==== Excerpt provided ====
If you choose not to attack, pass the dice to the player on your left. You may still fortify your position, if you wish (see fortifying).

If you choose to attack you must follow these rules:

You may only attack a territory that's adjacent (touching) to one of your own, or connected to it by a dashed line.

greenland may attack the Northwest Territory, Ontario, Quebec and Iceland. North Africa may attack Egypt, Western Europe and Brazil. At the western and eastern edges of the board, Alaska is considered adjacent to, and may attack, Kamchatka

You Must always have at least two armies in the territory you're attacking from.

You may continue attacking one territory until you have eliminated all armies on it, or you may shift your attack from one territory to another, attacking each as often as you like and attacking as many territories as you like during one turn.

To Attack.

First announce both the territory you're attacking and the one you're attacking from. Then roll the dice against the opponent who occupies the opposing territory.

Before rolling, you and your opponent must announce the number of dice you intend to roll, and you both must roll at the same time.

You, the attacker will roll 1, 2 or 3 red dice: you must have at least one more army in your territory than the number of dice you roll. Hint: The more dice you roll, the greater your odds of winning. Yet the more dice you roll, the more armies you may lose, or be required to move into a caprured territory.
====
To be done
• 1. In the game rules, what is the minimum number of armies you must have in the territory you're attacking from?
• 2. Print everything in the game rules from "If you choose not" down to "during one turn.".
The material has no connection to the game rules above.
==== Data rows ====
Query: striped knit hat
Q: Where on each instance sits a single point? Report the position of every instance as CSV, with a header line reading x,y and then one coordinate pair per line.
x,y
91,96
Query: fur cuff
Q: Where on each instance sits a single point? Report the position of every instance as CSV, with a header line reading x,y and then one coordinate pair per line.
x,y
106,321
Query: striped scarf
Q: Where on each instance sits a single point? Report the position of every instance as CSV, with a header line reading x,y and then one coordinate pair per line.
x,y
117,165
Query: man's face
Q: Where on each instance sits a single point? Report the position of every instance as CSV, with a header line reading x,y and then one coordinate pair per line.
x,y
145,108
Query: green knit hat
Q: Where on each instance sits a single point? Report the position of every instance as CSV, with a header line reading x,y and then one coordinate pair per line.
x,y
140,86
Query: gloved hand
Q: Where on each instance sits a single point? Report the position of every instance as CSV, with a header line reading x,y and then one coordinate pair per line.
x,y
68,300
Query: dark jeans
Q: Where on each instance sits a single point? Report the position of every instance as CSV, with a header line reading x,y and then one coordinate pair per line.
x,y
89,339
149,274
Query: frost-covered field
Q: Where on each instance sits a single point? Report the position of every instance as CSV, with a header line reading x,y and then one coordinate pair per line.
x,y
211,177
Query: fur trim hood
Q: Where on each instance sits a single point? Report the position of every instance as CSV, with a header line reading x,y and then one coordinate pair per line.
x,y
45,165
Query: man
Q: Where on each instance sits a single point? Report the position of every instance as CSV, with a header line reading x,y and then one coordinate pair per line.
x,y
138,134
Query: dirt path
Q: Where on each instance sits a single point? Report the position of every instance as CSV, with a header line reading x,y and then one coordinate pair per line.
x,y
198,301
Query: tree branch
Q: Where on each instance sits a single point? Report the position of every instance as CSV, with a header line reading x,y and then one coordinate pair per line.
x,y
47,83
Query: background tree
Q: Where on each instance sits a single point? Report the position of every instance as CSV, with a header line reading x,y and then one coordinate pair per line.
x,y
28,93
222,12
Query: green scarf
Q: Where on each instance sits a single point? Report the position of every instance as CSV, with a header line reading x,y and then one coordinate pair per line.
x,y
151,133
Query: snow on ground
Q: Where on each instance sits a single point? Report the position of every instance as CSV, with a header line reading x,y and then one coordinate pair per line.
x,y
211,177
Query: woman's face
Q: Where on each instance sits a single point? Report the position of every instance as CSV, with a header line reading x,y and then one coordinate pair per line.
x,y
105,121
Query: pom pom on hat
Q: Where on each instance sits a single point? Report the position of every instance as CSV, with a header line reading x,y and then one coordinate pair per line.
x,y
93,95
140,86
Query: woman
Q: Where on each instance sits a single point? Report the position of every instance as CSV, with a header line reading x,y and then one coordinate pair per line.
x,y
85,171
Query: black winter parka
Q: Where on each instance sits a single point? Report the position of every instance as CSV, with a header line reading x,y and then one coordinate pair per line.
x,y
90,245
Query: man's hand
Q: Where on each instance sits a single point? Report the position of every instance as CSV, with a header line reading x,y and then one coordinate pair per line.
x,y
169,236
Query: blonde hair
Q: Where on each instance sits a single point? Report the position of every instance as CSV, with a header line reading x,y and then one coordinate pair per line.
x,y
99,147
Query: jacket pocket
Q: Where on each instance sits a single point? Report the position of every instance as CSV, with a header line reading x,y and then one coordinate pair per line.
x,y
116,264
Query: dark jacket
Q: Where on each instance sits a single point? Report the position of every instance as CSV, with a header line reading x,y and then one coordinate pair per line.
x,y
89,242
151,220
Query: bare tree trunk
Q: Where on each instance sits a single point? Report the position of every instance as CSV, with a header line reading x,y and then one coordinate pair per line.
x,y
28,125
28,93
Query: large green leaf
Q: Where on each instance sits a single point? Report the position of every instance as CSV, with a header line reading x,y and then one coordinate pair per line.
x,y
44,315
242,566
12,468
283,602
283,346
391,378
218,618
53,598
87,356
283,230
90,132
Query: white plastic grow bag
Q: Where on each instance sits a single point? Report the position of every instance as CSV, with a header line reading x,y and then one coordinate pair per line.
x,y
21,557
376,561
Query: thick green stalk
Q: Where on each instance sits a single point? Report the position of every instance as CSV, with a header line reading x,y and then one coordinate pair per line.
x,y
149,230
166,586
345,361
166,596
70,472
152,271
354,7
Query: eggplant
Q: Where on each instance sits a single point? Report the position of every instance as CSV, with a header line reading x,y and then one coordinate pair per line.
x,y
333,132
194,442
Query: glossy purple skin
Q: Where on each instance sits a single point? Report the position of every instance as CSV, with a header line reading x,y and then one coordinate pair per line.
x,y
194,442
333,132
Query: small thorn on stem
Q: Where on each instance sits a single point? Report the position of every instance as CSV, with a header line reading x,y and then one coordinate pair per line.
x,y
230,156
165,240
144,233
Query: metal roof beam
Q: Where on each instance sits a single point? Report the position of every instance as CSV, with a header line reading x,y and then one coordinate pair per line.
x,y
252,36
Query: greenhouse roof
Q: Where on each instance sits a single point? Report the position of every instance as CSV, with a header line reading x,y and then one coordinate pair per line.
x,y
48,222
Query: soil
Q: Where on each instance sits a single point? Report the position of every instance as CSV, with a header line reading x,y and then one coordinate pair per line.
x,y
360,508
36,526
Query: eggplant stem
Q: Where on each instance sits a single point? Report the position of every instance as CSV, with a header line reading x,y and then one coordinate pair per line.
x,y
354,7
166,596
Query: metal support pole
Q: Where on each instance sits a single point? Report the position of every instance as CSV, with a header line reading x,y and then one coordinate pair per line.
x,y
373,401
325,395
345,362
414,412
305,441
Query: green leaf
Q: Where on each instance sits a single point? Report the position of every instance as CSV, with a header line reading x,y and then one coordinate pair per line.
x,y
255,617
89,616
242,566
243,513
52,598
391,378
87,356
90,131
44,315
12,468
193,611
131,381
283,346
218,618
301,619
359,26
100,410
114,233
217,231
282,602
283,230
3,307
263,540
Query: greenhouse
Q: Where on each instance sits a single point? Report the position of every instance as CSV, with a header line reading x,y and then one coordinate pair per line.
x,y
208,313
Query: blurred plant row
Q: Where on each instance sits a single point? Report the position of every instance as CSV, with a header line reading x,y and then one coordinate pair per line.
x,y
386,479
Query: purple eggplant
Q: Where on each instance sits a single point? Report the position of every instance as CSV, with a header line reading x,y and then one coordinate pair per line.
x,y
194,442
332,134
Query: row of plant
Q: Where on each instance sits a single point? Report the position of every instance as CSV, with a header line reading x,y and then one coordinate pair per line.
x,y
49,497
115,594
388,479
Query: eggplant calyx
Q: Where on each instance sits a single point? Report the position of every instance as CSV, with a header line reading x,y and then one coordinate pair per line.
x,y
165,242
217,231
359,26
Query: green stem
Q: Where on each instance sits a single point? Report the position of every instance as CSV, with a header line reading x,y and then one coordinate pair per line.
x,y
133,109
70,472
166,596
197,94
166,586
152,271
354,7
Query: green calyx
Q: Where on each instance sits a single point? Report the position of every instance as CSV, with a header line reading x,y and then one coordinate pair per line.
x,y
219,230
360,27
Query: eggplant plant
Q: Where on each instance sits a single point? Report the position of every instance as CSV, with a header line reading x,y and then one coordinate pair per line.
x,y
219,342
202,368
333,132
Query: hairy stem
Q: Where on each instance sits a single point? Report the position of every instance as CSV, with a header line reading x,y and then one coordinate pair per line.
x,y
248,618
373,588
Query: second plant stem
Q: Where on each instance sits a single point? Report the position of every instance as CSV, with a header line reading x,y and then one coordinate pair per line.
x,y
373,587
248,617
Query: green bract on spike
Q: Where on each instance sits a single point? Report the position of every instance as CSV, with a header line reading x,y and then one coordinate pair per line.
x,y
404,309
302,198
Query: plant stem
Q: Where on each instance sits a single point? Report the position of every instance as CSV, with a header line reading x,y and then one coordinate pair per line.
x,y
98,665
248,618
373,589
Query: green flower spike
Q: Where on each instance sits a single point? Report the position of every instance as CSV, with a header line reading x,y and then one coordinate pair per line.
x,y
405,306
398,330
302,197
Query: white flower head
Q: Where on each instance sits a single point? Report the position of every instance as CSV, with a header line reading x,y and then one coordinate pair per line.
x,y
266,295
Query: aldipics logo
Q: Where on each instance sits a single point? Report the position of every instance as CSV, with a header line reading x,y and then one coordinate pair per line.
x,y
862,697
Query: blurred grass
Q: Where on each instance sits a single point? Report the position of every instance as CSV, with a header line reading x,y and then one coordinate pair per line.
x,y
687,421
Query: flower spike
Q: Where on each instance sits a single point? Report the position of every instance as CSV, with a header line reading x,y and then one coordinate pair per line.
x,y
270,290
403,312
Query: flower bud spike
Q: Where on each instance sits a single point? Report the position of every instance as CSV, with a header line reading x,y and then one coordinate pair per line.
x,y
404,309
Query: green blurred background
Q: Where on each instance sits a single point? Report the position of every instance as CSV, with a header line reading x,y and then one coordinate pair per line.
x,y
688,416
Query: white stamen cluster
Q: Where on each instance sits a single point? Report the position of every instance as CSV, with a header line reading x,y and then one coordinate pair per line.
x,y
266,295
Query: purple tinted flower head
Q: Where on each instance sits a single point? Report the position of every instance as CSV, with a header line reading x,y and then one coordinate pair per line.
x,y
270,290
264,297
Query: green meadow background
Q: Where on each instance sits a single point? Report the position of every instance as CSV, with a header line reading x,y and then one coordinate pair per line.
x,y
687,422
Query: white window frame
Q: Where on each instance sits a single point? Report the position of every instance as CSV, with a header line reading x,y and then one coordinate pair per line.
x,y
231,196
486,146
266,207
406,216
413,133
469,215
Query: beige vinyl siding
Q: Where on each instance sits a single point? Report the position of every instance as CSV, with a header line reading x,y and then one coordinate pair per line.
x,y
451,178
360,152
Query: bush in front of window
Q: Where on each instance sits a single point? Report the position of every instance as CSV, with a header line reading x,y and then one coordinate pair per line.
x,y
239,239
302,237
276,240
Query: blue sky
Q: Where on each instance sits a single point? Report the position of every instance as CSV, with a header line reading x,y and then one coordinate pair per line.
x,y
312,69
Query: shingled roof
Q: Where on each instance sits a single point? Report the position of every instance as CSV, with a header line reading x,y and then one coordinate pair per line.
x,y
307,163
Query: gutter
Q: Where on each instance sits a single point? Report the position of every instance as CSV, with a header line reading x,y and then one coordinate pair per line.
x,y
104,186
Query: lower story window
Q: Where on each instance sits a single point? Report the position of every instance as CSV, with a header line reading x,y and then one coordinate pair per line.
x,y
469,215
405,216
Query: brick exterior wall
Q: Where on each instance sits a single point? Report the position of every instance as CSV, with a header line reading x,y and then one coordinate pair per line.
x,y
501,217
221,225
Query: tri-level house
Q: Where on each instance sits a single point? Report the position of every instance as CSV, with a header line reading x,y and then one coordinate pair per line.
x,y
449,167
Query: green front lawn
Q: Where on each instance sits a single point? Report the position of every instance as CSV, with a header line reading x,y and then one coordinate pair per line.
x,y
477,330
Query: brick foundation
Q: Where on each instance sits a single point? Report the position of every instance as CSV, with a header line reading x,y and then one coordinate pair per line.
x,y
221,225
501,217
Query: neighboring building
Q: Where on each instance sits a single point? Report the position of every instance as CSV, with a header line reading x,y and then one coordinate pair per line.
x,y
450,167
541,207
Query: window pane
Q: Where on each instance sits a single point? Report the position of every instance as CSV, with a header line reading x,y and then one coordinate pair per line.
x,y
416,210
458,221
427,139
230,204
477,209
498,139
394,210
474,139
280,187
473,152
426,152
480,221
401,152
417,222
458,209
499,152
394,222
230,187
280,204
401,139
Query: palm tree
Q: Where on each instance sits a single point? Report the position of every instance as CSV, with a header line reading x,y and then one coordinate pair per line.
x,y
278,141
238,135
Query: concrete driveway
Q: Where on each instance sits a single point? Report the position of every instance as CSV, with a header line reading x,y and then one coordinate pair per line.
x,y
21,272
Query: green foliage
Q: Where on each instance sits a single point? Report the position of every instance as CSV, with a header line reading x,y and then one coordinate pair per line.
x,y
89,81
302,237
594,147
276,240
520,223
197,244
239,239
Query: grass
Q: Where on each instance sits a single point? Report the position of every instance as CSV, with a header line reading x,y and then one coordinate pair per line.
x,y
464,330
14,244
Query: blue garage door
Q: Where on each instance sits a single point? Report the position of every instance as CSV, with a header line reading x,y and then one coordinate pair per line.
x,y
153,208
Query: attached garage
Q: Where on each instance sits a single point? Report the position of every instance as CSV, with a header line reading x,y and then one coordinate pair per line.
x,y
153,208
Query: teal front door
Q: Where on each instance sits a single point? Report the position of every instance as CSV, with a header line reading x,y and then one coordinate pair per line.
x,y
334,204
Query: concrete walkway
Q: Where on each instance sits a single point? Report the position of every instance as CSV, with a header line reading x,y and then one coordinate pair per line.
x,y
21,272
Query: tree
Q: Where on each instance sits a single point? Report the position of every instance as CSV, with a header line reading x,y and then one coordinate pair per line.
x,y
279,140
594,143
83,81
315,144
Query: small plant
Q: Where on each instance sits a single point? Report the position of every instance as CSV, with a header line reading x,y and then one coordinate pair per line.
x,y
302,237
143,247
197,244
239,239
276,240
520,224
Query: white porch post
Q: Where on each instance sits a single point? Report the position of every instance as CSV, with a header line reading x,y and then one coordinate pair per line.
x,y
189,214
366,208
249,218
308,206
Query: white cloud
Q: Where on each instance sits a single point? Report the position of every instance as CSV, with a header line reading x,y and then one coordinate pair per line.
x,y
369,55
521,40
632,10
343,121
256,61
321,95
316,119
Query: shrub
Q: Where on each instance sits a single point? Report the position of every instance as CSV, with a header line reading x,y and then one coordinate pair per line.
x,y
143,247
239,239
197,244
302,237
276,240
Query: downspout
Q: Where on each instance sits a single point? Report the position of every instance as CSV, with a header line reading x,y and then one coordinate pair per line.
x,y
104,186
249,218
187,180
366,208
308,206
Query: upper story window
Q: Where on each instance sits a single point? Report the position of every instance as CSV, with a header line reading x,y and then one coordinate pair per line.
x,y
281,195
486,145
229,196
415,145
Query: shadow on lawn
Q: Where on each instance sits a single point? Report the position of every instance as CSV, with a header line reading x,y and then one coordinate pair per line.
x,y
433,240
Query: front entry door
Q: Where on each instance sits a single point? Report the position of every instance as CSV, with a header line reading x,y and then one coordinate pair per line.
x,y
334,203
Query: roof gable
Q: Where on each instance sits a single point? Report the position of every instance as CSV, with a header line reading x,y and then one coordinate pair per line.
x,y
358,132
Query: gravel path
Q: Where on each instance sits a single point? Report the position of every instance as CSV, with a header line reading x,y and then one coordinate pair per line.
====
Answers for the tasks
• 1. At least two armies.

• 2.
If you choose not to attack, pass the dice to the player on your left. You may still fortify your position, if you wish (see fortifying).

If you choose to attack you must follow these rules:

You may only attack a territory that's adjacent (touching) to one of your own, or connected to it by a dashed line.

greenland may attack the Northwest Territory, Ontario, Quebec and Iceland. North Africa may attack Egypt, Western Europe and Brazil. At the western and eastern edges of the board, Alaska is considered adjacent to, and may attack, Kamchatka

You Must always have at least two armies in the territory you're attacking from.

You may continue attacking one territory until you have eliminated all armies on it, or you may shift your attack from one territory to another, attacking each as often as you like and attacking as many territories as you like during one turn.